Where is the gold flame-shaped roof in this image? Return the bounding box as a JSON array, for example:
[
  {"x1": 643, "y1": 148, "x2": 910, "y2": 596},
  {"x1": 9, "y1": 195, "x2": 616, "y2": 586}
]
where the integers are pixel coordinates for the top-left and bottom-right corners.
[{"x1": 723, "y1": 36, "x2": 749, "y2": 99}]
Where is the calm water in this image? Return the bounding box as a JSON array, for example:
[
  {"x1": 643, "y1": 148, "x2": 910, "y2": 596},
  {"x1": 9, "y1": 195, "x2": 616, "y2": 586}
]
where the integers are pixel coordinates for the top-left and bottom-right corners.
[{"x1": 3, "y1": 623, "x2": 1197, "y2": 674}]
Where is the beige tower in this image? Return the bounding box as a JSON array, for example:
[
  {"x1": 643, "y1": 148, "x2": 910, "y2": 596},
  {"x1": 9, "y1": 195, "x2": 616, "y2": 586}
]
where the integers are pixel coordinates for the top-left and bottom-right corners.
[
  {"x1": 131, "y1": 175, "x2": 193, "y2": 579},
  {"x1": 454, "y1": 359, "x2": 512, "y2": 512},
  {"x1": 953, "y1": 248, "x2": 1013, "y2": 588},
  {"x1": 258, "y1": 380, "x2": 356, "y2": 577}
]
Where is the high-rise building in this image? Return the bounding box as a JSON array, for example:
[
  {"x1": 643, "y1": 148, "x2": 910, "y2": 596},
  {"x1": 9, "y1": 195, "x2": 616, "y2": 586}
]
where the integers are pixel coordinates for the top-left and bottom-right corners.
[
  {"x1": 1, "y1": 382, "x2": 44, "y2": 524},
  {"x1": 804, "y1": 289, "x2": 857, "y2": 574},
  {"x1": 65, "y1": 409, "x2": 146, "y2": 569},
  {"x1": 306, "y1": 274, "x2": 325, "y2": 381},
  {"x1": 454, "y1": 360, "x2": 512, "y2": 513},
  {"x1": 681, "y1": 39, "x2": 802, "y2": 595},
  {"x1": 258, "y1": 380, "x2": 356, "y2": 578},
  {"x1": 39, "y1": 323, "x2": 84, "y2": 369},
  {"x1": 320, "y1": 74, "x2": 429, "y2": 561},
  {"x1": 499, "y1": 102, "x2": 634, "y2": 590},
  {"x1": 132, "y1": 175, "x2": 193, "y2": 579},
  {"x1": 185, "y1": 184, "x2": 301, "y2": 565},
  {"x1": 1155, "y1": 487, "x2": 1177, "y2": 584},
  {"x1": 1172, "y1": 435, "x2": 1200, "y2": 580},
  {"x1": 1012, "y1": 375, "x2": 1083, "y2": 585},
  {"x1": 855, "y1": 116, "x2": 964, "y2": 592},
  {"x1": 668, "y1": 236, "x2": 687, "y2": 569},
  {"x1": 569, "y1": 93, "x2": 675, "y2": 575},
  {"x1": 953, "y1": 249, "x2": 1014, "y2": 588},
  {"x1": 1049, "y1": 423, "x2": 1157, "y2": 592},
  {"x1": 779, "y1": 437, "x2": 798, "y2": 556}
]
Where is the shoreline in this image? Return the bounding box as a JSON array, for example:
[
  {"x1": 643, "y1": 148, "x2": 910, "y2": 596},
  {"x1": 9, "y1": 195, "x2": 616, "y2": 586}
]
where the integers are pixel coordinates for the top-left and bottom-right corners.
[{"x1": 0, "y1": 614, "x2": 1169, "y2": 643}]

+ + + + + + +

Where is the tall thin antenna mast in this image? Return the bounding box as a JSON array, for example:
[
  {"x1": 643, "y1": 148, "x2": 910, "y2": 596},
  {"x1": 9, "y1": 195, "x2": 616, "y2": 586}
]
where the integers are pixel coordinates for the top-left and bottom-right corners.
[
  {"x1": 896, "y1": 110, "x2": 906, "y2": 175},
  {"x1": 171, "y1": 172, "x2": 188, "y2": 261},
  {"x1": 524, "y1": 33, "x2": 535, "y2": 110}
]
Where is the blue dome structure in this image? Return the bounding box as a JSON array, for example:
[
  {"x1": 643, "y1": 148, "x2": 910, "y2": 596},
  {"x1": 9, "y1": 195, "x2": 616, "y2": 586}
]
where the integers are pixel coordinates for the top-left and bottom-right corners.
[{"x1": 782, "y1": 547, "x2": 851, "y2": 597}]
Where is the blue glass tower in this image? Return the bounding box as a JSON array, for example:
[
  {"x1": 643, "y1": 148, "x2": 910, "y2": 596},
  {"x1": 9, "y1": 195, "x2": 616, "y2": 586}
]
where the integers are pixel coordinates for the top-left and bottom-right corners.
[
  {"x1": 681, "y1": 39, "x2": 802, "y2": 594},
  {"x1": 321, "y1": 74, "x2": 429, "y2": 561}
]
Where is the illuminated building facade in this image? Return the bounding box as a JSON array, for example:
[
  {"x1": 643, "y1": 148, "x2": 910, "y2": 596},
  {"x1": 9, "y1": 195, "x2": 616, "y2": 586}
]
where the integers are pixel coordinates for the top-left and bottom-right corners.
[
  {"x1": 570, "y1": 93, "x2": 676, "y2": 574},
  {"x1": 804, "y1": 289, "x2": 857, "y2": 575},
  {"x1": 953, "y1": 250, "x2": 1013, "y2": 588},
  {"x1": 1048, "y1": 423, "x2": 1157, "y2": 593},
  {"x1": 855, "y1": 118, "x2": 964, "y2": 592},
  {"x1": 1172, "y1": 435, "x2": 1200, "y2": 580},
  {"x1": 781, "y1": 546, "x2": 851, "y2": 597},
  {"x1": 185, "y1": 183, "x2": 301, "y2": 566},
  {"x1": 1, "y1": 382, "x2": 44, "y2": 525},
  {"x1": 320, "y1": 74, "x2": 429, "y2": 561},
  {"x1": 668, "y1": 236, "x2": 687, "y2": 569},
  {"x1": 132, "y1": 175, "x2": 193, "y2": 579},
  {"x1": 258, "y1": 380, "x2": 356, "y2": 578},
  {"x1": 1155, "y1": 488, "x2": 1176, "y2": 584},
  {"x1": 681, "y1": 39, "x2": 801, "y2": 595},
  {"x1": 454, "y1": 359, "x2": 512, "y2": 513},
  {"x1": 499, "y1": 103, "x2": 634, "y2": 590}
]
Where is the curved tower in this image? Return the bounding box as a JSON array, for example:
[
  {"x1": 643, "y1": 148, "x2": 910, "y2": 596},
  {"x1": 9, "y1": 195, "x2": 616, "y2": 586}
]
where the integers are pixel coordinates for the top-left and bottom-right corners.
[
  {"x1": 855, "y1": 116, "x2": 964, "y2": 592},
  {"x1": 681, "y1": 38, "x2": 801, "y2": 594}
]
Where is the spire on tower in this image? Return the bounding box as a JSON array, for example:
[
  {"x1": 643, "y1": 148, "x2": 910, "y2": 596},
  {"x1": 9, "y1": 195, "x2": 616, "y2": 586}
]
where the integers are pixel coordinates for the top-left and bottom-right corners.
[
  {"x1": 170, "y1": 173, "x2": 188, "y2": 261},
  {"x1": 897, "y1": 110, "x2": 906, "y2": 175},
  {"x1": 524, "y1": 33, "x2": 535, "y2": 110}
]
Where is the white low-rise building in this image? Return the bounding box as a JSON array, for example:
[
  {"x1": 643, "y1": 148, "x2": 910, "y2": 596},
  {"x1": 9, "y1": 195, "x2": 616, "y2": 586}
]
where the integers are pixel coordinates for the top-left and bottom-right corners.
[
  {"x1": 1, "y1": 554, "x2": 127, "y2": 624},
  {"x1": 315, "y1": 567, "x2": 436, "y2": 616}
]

+ + + + + + +

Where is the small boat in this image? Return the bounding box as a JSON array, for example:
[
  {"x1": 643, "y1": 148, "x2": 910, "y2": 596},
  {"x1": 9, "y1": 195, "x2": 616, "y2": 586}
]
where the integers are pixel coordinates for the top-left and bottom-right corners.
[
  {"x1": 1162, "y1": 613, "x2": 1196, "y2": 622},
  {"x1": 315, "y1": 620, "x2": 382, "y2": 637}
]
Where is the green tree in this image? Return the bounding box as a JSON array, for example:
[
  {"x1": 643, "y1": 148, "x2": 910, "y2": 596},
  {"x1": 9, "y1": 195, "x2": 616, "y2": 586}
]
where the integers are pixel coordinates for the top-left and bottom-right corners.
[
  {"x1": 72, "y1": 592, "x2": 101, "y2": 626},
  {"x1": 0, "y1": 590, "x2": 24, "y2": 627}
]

+ + + + + + +

Your objective:
Wherever a line in the entries holds "tower", copy that line.

The answer:
Where is the beige tower in this image? Return the bounding box as a JSON array, for example:
Where is the blue glass tower in this image? Return the bounding box as a JSON array, for example:
Where is the curved tower in this image? Return the bounding box as a JSON array, for example:
Where is the spire on tower in this image? Return the bounding box as a JSON array, for example:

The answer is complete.